- **Goal 1**
Reproduce the stretch of the marble probability solution from "Step6: Calculate probability" through "second (without replacement)".
- **Goal 2**
Write out the stretch of the listing from its first line through the line that contains "M494 345L533 358L533", leaving out the pictures.

- **Source excerpt**
------------------------

Question

round all answers to 4 decimal places.
a. a bag contains 5 green marbles, 9 blue marbles, and 10 white marbles. if a marble is drawn from the bag, replaced, and another marble is drawn, what is the probability of drawing first a green marble and then a white marble?
b. a bag contains 9 black marbles, 10 white marbles, and 5 blue marbles. if a marble is drawn from the bag, set aside, and another marble is drawn, what is the probability of drawing first a black marble and then a blue marble?

Explanation:

Step1: Calculate total marbles in part a

The total number of marbles in the first - bag is $5 + 9+10=24$.

Step2: Calculate probability of drawing a green marble first

The probability of drawing a green marble on the first draw is $P(G)=\frac{5}{24}$ since there are 5 green marbles out of 24.

Step3: Calculate probability of drawing a white marble second (with replacement)

Since the marble is replaced, the total number of marbles remains 24. The probability of drawing a white marble on the second draw is $P(W)=\frac{10}{24}$.

Step4: Calculate the joint - probability for part a

Since the two draws are independent events (because of replacement), the probability of drawing a green marble first and then a white marble is $P(G)\times P(W)=\frac{5}{24}\times\frac{10}{24}=\frac{50}{576}\approx0.0868$.

Step5: Calculate total marbles in part b

The total number of marbles in the second - bag is $9 + 10+5 = 24$.

Step6: Calculate probability of drawing a black marble first

The probability of drawing a black marble on the first draw is $P(B_1)=\frac{9}{24}$.

Step7: Calculate probability of drawing a blue marble second (without replacement)

After drawing a black marble and setting it aside, there are 23 marbles left. The probability of drawing a blue marble on the second draw is $P(B_2)=\frac{5}{23}$.

Step8: Calculate the joint - probability for part b

Since the two draws are dependent events (because of no replacement), the probability of drawing a black marble first and then a blue marble is $P(B_1)\times P(B_2)=\frac{9}{24}\times\frac{5}{23}=\frac{45}{552}\approx0.0815$.

Answer:

a. $0.0868$
b. $0.0815$

------------------------

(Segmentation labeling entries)
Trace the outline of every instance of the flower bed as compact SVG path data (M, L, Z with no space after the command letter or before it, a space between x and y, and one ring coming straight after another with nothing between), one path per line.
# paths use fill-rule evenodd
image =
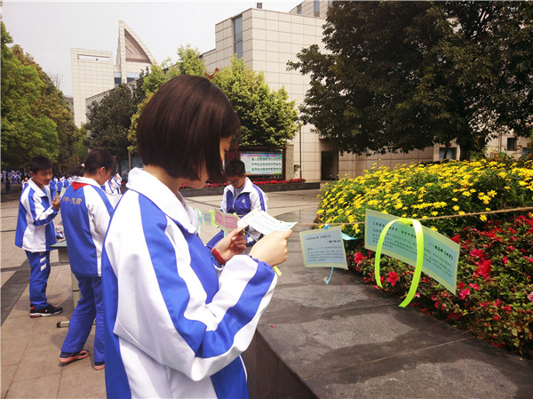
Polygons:
M494 345L533 358L533 213L492 213L427 219L533 206L533 163L486 160L379 168L326 186L317 221L346 223L362 238L364 210L422 223L461 245L456 295L424 276L410 306ZM375 284L374 252L347 243L349 267ZM383 256L384 290L404 297L413 267Z

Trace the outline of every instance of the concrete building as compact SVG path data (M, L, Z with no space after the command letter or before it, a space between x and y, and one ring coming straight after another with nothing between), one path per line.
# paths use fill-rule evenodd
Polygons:
M308 88L309 76L298 71L288 71L287 62L297 60L296 55L311 44L323 50L322 25L330 1L306 0L288 12L251 8L222 20L215 26L215 48L203 53L203 59L210 72L228 67L235 53L243 58L252 70L264 72L265 80L272 90L284 87L290 100L298 107ZM193 44L194 45L194 44ZM111 52L71 49L76 124L85 123L86 106L99 100L106 92L120 83L139 76L141 69L155 60L140 39L120 21L115 65ZM529 139L502 135L488 145L489 153L505 152L519 157L528 150ZM321 139L310 124L302 125L289 146L286 160L286 179L303 178L308 181L359 176L375 164L394 167L418 162L438 161L446 152L448 159L458 159L460 148L451 143L434 146L408 154L340 156L335 142ZM293 164L300 168L294 172Z
M230 65L234 53L254 71L263 71L266 84L273 90L284 86L289 97L299 106L304 100L309 77L298 71L288 71L287 61L297 60L296 54L305 47L318 44L323 50L322 25L330 1L306 0L289 12L248 9L232 18L219 22L215 27L215 49L203 54L210 72ZM529 142L526 139L500 138L506 141L505 147L498 140L492 140L488 148L499 148L513 156L521 154ZM364 173L375 164L394 167L418 162L442 160L444 146L435 146L408 154L385 154L340 156L336 144L320 139L314 126L303 125L301 132L290 143L294 148L294 164L301 166L295 177L309 181L336 179L348 174L352 177ZM512 149L514 148L514 149ZM458 159L460 149L452 143L447 158ZM287 169L289 171L289 168ZM290 177L290 176L289 176Z
M86 123L85 100L137 79L151 68L155 60L139 36L123 21L118 24L116 60L113 52L100 50L70 49L74 119L80 127Z

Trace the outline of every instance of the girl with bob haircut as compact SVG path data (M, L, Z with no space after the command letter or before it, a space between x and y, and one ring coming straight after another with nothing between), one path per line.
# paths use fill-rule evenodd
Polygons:
M61 198L61 219L68 247L70 268L80 288L81 299L68 323L68 333L60 355L68 364L89 356L84 345L96 319L94 369L105 367L104 307L102 304L101 252L113 205L102 186L115 170L115 159L104 149L91 151L70 174L76 176Z
M209 80L180 76L145 107L145 167L128 176L102 255L107 397L248 397L241 354L276 284L291 231L251 250L238 229L210 251L179 193L224 178L239 119Z

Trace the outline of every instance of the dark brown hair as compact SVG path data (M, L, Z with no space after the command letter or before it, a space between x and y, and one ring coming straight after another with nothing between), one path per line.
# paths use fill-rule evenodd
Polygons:
M106 168L106 171L111 171L111 172L114 172L115 158L111 156L111 154L105 149L93 149L87 154L83 164L72 168L70 174L79 175L82 170L93 174L102 166Z
M220 89L201 76L182 75L164 84L137 125L139 155L173 178L200 179L205 164L213 181L224 179L221 138L241 130L239 117Z

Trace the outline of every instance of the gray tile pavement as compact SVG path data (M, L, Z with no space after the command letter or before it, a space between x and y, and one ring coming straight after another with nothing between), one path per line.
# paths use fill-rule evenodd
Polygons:
M269 212L276 216L301 207L314 208L318 190L268 193ZM62 314L29 318L29 265L23 250L14 245L18 196L3 196L0 207L2 328L1 366L4 398L104 398L104 372L92 369L92 355L86 359L60 366L58 356L67 335L59 322L69 319L74 310L71 273L68 264L60 263L57 251L52 252L52 272L48 281L49 300L62 306ZM187 198L194 208L208 211L218 208L219 196ZM60 223L60 214L54 220ZM201 237L207 242L217 231L203 224ZM87 340L91 349L94 331Z
M269 213L311 223L317 195L318 190L268 193ZM218 207L219 200L187 199L201 211ZM68 320L74 308L69 267L59 262L57 253L52 252L48 295L65 312L28 317L24 275L28 266L24 251L12 243L16 214L16 202L2 202L2 398L103 398L104 372L92 369L92 355L63 367L57 360L67 329L56 324ZM280 267L282 275L259 322L254 344L259 355L249 363L257 397L533 397L533 362L414 309L400 308L395 299L351 272L335 270L326 285L329 270L302 266L298 232L307 228L295 227L288 261ZM204 224L201 237L206 242L215 233ZM4 317L4 302L10 298L12 307L6 305ZM91 334L87 348L92 341Z

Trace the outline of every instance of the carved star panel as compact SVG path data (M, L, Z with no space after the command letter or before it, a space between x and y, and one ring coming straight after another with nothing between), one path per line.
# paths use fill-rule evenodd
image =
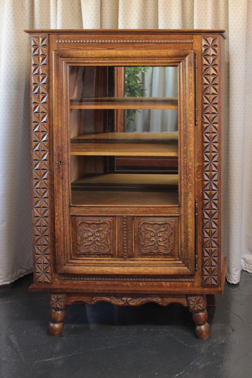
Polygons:
M204 295L187 295L189 311L191 313L198 313L206 309L206 301Z
M219 37L204 35L202 49L203 282L219 282L220 46Z
M66 302L66 294L51 294L50 297L49 307L55 310L64 310Z
M48 36L32 37L32 125L35 281L51 283L48 142Z

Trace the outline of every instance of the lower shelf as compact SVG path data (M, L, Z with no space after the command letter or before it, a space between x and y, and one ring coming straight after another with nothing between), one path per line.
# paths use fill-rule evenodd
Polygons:
M74 206L178 206L177 191L165 192L72 190Z
M71 184L78 206L178 206L178 176L112 173L87 175Z

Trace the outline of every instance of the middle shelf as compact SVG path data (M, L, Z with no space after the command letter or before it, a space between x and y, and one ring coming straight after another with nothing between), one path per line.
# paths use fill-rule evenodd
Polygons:
M71 139L71 155L178 157L178 133L110 132Z

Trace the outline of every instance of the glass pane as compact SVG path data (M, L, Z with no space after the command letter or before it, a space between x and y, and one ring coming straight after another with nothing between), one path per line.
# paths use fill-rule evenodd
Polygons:
M178 206L178 67L69 72L72 204Z

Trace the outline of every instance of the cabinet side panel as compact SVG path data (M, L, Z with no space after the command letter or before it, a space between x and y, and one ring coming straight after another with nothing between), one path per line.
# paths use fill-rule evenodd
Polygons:
M31 36L34 281L52 283L48 34Z
M202 36L202 285L220 283L220 39Z

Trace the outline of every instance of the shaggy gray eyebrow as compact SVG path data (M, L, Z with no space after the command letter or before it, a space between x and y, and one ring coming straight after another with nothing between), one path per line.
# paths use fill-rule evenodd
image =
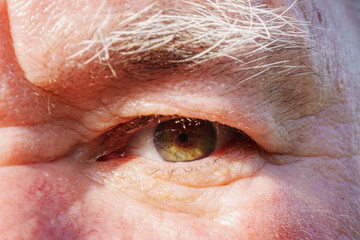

------------------------

- **Worked answer 1**
Step6: Calculate probability of drawing a black marble first

The probability of drawing a black marble on the first draw is $P(B_1)=\frac{9}{24}$.

Step7: Calculate probability of drawing a blue marble second (without replacement)

- **Worked answer 2**
Trace the outline of every instance of the flower bed as compact SVG path data (M, L, Z with no space after the command letter or before it, a space between x and y, and one ring coming straight after another with nothing between), one path per line.
# paths use fill-rule evenodd
image =
Polygons:
M494 345L533 358L533 213L492 213L427 219L533 206L533 163L486 160L379 168L326 186L317 221L346 223L362 238L364 210L422 223L461 245L456 295L424 276L410 306ZM375 284L374 252L347 243L349 267ZM383 256L384 290L404 297L413 267Z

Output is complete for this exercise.